## PROBLEM REQUIREMENTS
Could you give the data below again, exactly and completely?

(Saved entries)

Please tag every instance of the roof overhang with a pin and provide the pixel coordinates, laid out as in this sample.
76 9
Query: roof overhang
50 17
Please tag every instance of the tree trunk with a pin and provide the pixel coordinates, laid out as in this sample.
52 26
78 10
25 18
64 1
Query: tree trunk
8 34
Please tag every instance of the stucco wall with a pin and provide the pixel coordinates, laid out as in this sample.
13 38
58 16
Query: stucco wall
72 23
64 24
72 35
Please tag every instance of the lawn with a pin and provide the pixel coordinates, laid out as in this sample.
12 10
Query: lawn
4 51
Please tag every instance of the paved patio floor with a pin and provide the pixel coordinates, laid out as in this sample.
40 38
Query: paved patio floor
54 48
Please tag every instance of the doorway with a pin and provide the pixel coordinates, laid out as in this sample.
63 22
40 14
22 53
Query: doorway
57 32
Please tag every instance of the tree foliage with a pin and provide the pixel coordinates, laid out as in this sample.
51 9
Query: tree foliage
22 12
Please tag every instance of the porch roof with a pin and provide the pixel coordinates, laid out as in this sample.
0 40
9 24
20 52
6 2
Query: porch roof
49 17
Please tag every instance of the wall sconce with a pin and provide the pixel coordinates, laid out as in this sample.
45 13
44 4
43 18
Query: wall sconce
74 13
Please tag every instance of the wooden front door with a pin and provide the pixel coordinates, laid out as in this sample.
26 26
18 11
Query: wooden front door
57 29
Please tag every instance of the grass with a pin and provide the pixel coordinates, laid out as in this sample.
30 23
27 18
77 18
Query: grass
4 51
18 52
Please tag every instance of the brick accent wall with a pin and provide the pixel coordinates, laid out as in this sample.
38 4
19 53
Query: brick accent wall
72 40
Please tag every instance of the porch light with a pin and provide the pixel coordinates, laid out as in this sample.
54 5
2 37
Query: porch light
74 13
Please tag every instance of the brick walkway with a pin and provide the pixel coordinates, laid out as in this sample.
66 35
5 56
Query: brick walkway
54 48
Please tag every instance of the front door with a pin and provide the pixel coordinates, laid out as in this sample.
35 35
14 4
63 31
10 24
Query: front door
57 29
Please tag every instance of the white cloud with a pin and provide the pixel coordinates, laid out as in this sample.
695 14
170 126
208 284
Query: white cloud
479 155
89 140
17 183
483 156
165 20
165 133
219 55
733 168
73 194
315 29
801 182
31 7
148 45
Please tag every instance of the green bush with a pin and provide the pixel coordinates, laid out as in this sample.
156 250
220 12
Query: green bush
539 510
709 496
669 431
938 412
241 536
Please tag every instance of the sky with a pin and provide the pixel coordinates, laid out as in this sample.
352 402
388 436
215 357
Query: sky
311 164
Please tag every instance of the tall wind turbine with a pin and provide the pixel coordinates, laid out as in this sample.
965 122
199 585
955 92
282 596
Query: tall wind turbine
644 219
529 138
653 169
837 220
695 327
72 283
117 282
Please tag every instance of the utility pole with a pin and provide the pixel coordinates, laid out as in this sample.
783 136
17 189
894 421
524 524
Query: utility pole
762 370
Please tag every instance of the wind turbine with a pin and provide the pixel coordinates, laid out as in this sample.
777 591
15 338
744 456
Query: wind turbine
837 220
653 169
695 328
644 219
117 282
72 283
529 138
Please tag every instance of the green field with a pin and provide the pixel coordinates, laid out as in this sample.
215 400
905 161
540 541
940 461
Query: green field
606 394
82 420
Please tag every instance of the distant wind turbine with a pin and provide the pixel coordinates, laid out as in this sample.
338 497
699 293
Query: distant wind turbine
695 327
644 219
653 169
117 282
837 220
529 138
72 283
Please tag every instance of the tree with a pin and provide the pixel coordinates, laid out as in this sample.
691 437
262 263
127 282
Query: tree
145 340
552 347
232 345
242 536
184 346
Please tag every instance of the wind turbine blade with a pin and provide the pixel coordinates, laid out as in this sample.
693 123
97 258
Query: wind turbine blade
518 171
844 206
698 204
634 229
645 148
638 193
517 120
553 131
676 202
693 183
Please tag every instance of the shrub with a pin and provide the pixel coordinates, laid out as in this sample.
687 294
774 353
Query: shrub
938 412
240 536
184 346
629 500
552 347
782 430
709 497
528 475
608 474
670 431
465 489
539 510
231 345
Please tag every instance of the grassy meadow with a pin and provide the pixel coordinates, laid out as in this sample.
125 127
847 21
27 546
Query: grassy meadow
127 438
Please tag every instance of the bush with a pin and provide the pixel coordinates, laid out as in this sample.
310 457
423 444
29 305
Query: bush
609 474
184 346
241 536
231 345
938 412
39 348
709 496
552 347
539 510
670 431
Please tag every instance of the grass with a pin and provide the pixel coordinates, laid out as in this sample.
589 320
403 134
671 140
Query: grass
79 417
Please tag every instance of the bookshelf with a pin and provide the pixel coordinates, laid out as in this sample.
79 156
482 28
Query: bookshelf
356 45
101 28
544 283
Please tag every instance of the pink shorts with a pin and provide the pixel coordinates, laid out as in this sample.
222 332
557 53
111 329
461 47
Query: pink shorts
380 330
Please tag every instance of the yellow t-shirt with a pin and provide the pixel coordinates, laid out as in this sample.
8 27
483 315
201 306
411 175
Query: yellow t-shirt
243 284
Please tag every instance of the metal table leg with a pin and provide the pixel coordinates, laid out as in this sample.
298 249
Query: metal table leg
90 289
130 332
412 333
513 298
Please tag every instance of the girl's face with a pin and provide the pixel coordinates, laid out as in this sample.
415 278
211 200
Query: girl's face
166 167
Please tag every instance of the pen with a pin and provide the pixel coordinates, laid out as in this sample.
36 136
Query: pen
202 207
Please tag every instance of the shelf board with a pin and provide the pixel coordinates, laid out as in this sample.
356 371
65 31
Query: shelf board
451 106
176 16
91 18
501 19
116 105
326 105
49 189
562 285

## FINAL ANSWER
Please tag every instance of the roof overhang with a pin and provide the pixel coordinates, laid out as in this sample.
76 9
Query: roof overhang
50 17
Please tag every instance of the tree trunk with a pin and provide the pixel coordinates, laid out as in this sample.
52 26
78 10
25 18
64 1
Query: tree trunk
8 34
Please tag every instance of the stucco wall with a pin and provide the pixel coordinates, laid out as in this sample.
13 38
58 16
Query: stucco wall
72 23
64 24
72 35
Please tag every instance of the lawn with a pin and provide the pixel coordinates, laid out as in this sample.
12 10
Query: lawn
4 51
Please tag every instance of the paved patio floor with a pin and provide the pixel coordinates, laid out as in this sample.
40 38
Query: paved patio floor
54 48
Please tag every instance of the doorway with a pin and provide the pixel coordinates, laid out as in this sample.
63 22
40 14
22 53
Query: doorway
57 32
Please tag every instance of the tree foliage with a pin and provide the pixel coordinates, laid out as in this sample.
51 9
Query: tree foliage
22 12
Please tag every instance of the porch roof with a pin and provide the pixel coordinates, laid out as in this sample.
0 40
9 24
20 52
6 2
Query: porch roof
49 17
Please tag every instance of the wall sconce with a pin and provide the pixel coordinates, laid out as in this sample.
45 13
44 4
43 18
Query: wall sconce
74 13
Please tag every instance of the wooden front door with a pin and provide the pixel coordinates, laid out as in this sample.
26 26
18 11
Query: wooden front door
57 29
Please tag every instance of the grass with a pin and provide the pixel coordinates, laid out as in this sample.
30 23
27 18
77 18
Query: grass
4 51
18 52
Please tag every instance of the brick accent wall with a pin and provide the pixel coordinates, laid out as in this sample.
38 4
19 53
Query: brick accent wall
72 40
Please tag every instance of the porch light with a pin and provide the pixel coordinates, laid out as in this sample.
54 5
2 37
Query: porch light
74 13
Please tag every instance of the brick walkway with a pin and provide the pixel coordinates, laid out as in this sample.
66 35
5 56
Query: brick walkway
54 48
Please tag every instance of the front door with a pin and provide the pixel coordinates, laid out as in this sample.
35 35
14 4
63 31
10 24
Query: front door
57 29
Please tag every instance of the white cloud with a pin and provide the pixel coordinates, laid out as in this sample.
695 14
170 126
208 284
Query: white cloud
479 155
89 140
17 183
483 156
165 20
165 133
219 55
733 168
73 194
315 29
801 182
31 7
148 45
Please tag every instance of the green bush with a pin and provide the pixel coordinates, laid out as in this sample.
156 250
220 12
Query: green bush
539 510
709 496
669 431
938 412
241 536
Please tag every instance of the sky with a pin and provide the pixel coordinates, laid out as in this sample.
352 402
388 436
215 357
Query: sky
311 164
Please tag every instance of the tall wind turbine with a pin and provide the pixel coordinates, laid out as in this sample.
965 122
199 585
955 92
282 596
Query: tall wind turbine
644 219
529 138
653 169
837 220
695 327
72 283
117 282
Please tag every instance of the utility pole with a pin and provide the pixel coordinates, laid out as in this sample.
783 136
17 189
894 421
524 524
Query: utility pole
762 370
Please tag every instance of the wind turbine with a pin and provide the pixel coordinates, laid out as in this sample.
777 591
15 338
744 456
Query: wind turbine
837 220
653 169
695 328
644 219
117 282
72 283
529 138
Please tag every instance of the green field with a pin and provide the pixel coordinates, laid out as in this sample.
215 400
905 161
540 541
940 461
Query: green field
606 394
82 420
Please tag every instance of the distant wind turbine with a pin and provide the pixel coordinates, laid out as in this sample.
338 497
699 293
Query: distant wind turbine
695 327
644 219
653 169
117 282
837 220
529 138
72 283
Please tag every instance of the tree with a pin and provide the pixel coordinates, laid out as in this sample.
691 437
262 263
127 282
Query: tree
145 340
552 347
232 345
242 536
184 346
Please tag every instance of the wind turbine blade with a pin and provide the pixel coordinates, laid out as in this sample.
693 123
97 258
Query: wind turbine blade
518 171
844 206
698 204
634 229
645 148
638 193
517 120
553 131
676 202
693 183
Please tag every instance of the shrub with a pin and provide the pixel coordinates, laid out as in this sample.
687 294
774 353
Query: shrub
938 412
240 536
184 346
629 500
552 347
782 430
709 497
528 475
608 474
670 431
465 489
539 510
231 345
Please tag every instance of the grassy meadow with a pin and provide the pixel coordinates, laid out as in this sample.
125 127
847 21
27 546
Query: grassy meadow
127 438
Please tag every instance of the bush with a pin and provide the pixel coordinates, laid out as in this sample.
310 457
423 444
29 305
Query: bush
609 474
184 346
241 536
231 345
938 412
39 348
709 496
552 347
539 510
670 431
Please tag every instance of the grass with a pin and provide the pixel coordinates, laid out as in this sample.
589 320
403 134
671 140
Query: grass
79 417
Please tag every instance of the bookshelf with a pin and provide the pixel coordinates, laid out as in this sample.
79 156
482 28
Query: bookshelf
356 45
101 28
544 283
Please tag every instance of the pink shorts with a pin and provide the pixel coordinates, laid out as in this sample.
222 332
557 53
111 329
461 47
Query: pink shorts
380 330
Please tag every instance of the yellow t-shirt with a pin and provide the pixel coordinates, laid out as in this sample.
8 27
483 315
201 306
411 175
Query: yellow t-shirt
243 284
Please tag every instance of the metal table leg with a pin and provide the pixel coordinates, laid out as in this sample.
298 249
Query: metal table leg
90 289
130 332
412 333
513 298
Please tag every instance of the girl's face with a pin and provide the pixel coordinates, laid out as in this sample.
415 278
211 200
Query: girl's face
166 167
Please tag every instance of the pen with a pin and provide the pixel coordinates, laid out as in this sample.
36 136
Query: pen
202 207
Please tag every instance of the shelf board with a pin and provide the pixel coordinates, laid out as in this sample.
356 371
65 31
Query: shelf board
451 106
176 16
91 18
501 19
116 105
326 105
49 189
562 285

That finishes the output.